WHAT YOU NEED TO DO — Repeat the first line of the listing and each line after it, exactly, through the line containing "523, row 44.".

SUPPLIED RECORDS Block Start

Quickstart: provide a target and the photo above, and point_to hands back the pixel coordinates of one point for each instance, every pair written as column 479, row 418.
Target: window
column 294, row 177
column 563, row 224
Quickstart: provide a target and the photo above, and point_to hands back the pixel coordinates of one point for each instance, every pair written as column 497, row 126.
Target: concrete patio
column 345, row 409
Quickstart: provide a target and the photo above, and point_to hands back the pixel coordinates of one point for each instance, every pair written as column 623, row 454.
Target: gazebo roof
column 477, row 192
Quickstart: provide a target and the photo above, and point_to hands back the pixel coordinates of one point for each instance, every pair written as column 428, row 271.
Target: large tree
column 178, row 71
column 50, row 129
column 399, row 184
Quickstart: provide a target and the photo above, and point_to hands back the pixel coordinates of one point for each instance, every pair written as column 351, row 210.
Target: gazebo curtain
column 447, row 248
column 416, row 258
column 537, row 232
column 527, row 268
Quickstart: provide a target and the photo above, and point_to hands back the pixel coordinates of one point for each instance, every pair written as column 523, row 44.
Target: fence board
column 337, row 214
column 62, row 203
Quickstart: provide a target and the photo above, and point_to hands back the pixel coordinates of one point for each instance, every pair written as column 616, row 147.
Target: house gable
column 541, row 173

SUPPLIED RECORDS Block End

OUTPUT FOR THIS TASK —
Quickstart: provide a target and the photo above, and point_to hands back the pixel coordinates of one point for each instance, every pair written as column 479, row 418.
Target: window
column 294, row 177
column 563, row 224
Quickstart: provide a target and the photo above, and point_to hands back the pixel coordinates of one point for each instance, every pair written as column 497, row 126.
Target: concrete patio
column 345, row 409
Quickstart: provide a target and the photo above, and point_to hands back the pixel coordinates of one point for each instance, every pair written as column 623, row 454.
Target: gazebo roof
column 477, row 192
Quickstart: provide a target and the photo above, and point_to hands back the pixel coordinates of one point for each instance, every pair written as column 428, row 271.
Target: large tree
column 178, row 71
column 50, row 129
column 399, row 184
Quickstart: provide a target and the photo above, and point_to hands back the pixel coordinates of one point for each instance, every pair written as column 351, row 210.
Target: gazebo curtain
column 447, row 248
column 416, row 258
column 537, row 232
column 527, row 268
Quickstart: provide a target and the photo above, and point_to hands back the pixel coordinates of one point for each instance, every pair written as column 523, row 44.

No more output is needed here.